Dataset
——

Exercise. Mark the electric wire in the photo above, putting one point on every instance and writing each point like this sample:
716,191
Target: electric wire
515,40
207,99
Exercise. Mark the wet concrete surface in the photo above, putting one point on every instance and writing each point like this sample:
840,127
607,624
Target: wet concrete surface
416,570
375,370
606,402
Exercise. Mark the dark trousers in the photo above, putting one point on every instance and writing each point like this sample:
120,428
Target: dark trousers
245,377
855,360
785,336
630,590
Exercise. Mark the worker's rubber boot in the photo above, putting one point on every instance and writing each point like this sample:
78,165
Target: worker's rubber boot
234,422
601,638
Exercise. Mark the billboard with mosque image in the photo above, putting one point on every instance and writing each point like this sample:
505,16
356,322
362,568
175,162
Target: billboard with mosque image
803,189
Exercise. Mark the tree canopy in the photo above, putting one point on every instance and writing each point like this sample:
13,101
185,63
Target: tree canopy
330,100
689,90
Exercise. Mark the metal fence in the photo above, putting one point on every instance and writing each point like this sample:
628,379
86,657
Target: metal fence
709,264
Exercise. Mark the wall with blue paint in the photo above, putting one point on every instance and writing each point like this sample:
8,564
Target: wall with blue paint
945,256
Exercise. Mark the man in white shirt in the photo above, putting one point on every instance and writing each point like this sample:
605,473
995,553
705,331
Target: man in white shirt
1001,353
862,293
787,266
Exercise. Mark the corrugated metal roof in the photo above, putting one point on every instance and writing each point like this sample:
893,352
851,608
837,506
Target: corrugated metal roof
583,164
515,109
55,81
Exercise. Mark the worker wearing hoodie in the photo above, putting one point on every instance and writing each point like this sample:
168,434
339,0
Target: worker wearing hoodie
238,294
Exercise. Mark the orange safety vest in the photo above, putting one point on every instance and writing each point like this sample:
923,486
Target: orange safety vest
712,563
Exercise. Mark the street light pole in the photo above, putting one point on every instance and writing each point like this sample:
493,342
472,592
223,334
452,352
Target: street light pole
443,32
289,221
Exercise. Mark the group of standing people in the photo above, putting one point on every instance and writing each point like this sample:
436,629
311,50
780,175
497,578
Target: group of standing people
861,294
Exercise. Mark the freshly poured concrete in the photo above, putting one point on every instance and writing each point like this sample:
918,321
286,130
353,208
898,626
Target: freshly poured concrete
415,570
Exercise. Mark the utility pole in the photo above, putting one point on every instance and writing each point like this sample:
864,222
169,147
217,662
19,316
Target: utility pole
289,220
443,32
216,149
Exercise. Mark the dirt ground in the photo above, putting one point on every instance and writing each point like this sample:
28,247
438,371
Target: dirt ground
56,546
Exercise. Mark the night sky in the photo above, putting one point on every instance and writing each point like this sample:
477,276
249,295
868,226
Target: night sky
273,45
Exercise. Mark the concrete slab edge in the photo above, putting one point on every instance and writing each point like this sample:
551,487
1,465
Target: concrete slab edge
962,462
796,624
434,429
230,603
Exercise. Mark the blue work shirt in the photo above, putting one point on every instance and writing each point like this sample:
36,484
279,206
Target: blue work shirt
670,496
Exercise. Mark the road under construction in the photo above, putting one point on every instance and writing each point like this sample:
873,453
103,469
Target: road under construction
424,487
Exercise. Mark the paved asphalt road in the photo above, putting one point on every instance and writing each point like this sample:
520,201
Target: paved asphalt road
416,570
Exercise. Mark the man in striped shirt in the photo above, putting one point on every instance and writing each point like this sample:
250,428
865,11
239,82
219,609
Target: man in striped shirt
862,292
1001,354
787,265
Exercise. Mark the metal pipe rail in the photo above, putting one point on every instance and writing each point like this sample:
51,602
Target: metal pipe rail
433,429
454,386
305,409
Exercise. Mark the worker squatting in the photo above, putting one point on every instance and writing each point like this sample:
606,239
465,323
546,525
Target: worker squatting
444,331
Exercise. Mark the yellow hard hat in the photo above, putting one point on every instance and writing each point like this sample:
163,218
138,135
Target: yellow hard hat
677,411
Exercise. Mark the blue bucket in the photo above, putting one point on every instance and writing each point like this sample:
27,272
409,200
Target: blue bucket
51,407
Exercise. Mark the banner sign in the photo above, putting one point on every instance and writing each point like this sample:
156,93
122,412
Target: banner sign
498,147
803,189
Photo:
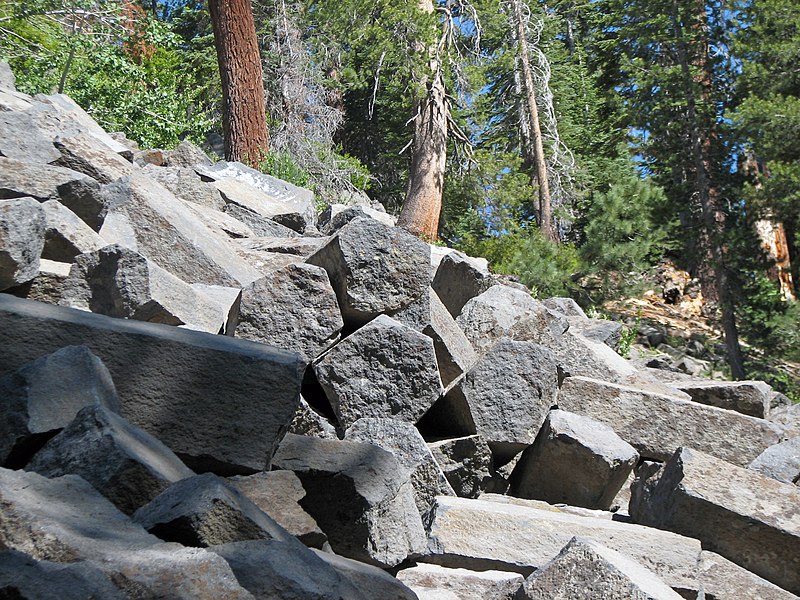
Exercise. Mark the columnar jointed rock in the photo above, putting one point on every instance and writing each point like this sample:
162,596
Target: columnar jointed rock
127,465
588,570
44,396
216,401
374,269
22,225
384,369
404,441
293,308
656,425
575,460
359,494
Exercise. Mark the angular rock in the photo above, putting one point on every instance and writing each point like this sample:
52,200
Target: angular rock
466,463
360,496
781,461
404,441
44,396
487,585
745,516
586,569
657,425
22,226
144,216
66,520
293,308
747,397
374,269
215,401
480,535
384,369
127,465
278,494
505,398
121,283
575,460
66,235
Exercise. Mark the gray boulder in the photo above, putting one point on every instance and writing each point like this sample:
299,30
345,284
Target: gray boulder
127,465
575,460
384,369
44,396
359,494
22,226
374,269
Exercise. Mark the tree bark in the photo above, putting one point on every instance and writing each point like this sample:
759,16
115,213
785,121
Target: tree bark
244,120
423,204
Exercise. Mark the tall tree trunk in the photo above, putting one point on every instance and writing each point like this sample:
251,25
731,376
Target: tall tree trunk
531,108
423,204
244,119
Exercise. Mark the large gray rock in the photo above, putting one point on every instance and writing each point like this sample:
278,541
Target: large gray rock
747,397
505,398
485,585
374,269
746,517
22,225
781,461
656,425
144,216
586,569
480,535
66,520
215,401
575,460
359,494
127,465
384,369
404,441
278,494
293,308
45,395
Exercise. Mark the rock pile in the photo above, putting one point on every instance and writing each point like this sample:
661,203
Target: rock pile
208,390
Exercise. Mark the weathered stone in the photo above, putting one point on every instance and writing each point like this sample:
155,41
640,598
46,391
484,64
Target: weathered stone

——

Directions for this task
Give every line back word for word and leave the pictures out.

Complete response
Exercise. Mark the electric wire in the photo above, putting one point on every instance and writing each point like this sample:
716,191
Target: electric wire
515,40
207,99
Exercise. Mark the wet concrete surface in the photo above, putting one point on every instance and writing each point like this sample:
840,127
607,624
Target: wet concrete surface
416,570
375,370
606,402
Exercise. Mark the dark trousers in the photo above, putting one point on every instance and writing each point like this sample:
120,428
Target: dark trousers
245,377
855,360
785,336
630,590
Exercise. Mark the worker's rubber boot in the photo above, putting one point on every instance and writing each point like this sample:
78,165
Target: worker's rubber boot
234,422
601,638
Exercise. Mark the billboard with mosque image in the photo above, putting one point on every instance and writing each point like this sample:
505,16
356,322
362,568
175,162
Target: billboard with mosque image
803,189
Exercise. Mark the tree canopy in the photo above, putting one point on every instance and writing each point like this sample:
13,101
185,63
Target: tree canopy
330,100
689,90
Exercise. Mark the metal fence in the photo above, putting one point on every instance and writing each point like this sample:
628,379
86,657
Target: metal fence
709,264
Exercise. Mark the wall with blue paint in the photo above, putting one point on every instance and writing each point like this sample:
8,564
Target: wall with blue paint
945,256
Exercise. Mark the man in white shirt in the photo above, putting one point on every instance and writing each point like this sample:
605,473
995,553
705,331
Target: man in white shirt
1001,353
862,293
787,266
Exercise. Mark the corrugated metal roof in the photo above, putting one point on every instance and writing each point like this sample:
893,352
851,608
837,506
Target: corrugated metal roof
583,164
515,109
55,81
Exercise. Mark the worker wearing hoodie in the photo above, putting one point on every instance and writing each point like this sample:
168,434
339,0
Target: worker wearing hoodie
238,294
Exercise. Mark the orange safety vest in the photo above, putting one point on every instance and writing each point like this sample:
923,486
Target: orange safety vest
712,563
Exercise. Mark the street light pole in the photo above, putting one point on every instance and writing each point like this sample:
493,342
472,592
223,334
452,352
Target: street light pole
443,32
289,221
Exercise. Mark the group of standing people in the photo above, putting one point on every instance and writing each point like this sample:
436,629
311,50
780,175
497,578
Target: group of standing people
861,294
Exercise. Mark the freshly poured concrete in the photo above, putting one point on every instance and writing each point like this sample:
918,321
286,130
353,208
898,626
Target: freshly poured concrete
415,570
Exercise. Mark the utility pole in the photo above, putting one point on every instance and writing each point like this sample:
864,222
169,147
217,662
19,316
Target: utility pole
289,220
443,32
216,149
Exercise. Mark the dirt ground in the photo above, putting one point on every instance and writing each point like this sample:
28,247
438,371
Target: dirt ground
56,546
Exercise. Mark the night sky in the photo above, putting one point on every instance and writing each point like this sample:
477,276
249,295
868,226
Target: night sky
273,45
Exercise. Mark the concrete slab edge in the photo above, putting one point on every instance and writing each point like this sample:
551,487
1,465
Target: concrete slab edge
962,462
796,624
434,429
230,603
Exercise. Mark the blue work shirt in the photo above, putting one point on every instance and writing each point like this sample:
36,484
279,206
Target: blue work shirt
670,496
Exercise. Mark the road under construction in the photo above, putting one point on every instance and writing each point like this sample:
873,453
103,469
Target: road under construction
424,487
Exercise. Mark the paved asphalt road in the photo above, putting one point on every instance and writing each point like this sample:
520,201
Target: paved asphalt road
416,570
Exercise. Mark the man in striped shirt in the photo above, putting one point on every instance and writing each point like this sample:
250,428
865,11
239,82
219,609
Target: man in striped shirt
862,292
1001,354
787,265
Exercise. Mark the metal pipe rail in the photo above, putting one point on every instance and writing each point like this sample:
51,602
Target: metal pipe rail
433,429
454,386
305,409
Exercise. Mark the worker squatting in the photo above, putting one point on every instance and writing each point like this sample:
606,239
465,323
546,525
Target: worker squatting
444,331
Exercise. Mark the yellow hard hat in the photo above, putting one point on every instance and writing each point like this sample:
163,218
138,135
Target: yellow hard hat
677,411
Exercise. Mark the blue bucket in the photo above, putting one point on every instance and writing each point like this sample:
27,272
409,200
Target: blue bucket
51,407
Exercise. Mark the banner sign in the photo above, putting one point on every instance and writing each point like this sample:
156,93
122,412
Target: banner sign
498,147
803,189
Photo:
Exercise. Mark the columnar jointed rock in the photo above, putting one point on every instance and writing each point like this sample:
162,596
Target: columnar jointed rock
127,465
588,570
44,396
216,401
374,269
22,225
384,369
404,441
293,308
656,425
575,460
359,494
Exercise. Mark the angular rock in the photo above, putting one point on every instance and writing each point like this sample:
52,200
Target: angular rock
466,463
360,496
781,461
404,441
44,396
487,585
745,516
586,569
657,425
22,226
144,216
66,520
293,308
747,397
374,269
215,401
480,535
384,369
127,465
278,494
505,398
121,283
575,460
66,235
Exercise. Mark the gray boulder in the photo above, putting one point on every instance and writing each point like this sample:
299,30
345,284
Target: gray boulder
127,465
575,460
384,369
44,396
359,494
22,226
374,269
Exercise. Mark the tree bark in the photo above, putting one point on every instance and writing each point like this sample:
759,16
115,213
785,121
Target: tree bark
244,120
423,204
Exercise. Mark the tall tree trunk in the photo above, putting one point on every instance and writing each point like this sample:
251,25
731,376
Target: tall tree trunk
531,108
423,204
244,119
Exercise. Mark the large gray rock in the photo above, putting one point on every instance and writing each point like this sample:
278,541
Target: large gray rock
747,397
505,398
485,585
374,269
746,517
22,225
781,461
656,425
144,216
586,569
480,535
66,520
215,401
575,460
359,494
127,465
384,369
404,441
278,494
293,308
45,395
Exercise. Mark the rock pile in the photo above, putting one point on every instance and writing each point like this sample:
661,203
Target: rock pile
208,390
Exercise. Mark the weathered stone in the photo above, putting one point on every instance and writing each point like this sample:
155,41
640,598
46,391
484,64
Target: weathered stone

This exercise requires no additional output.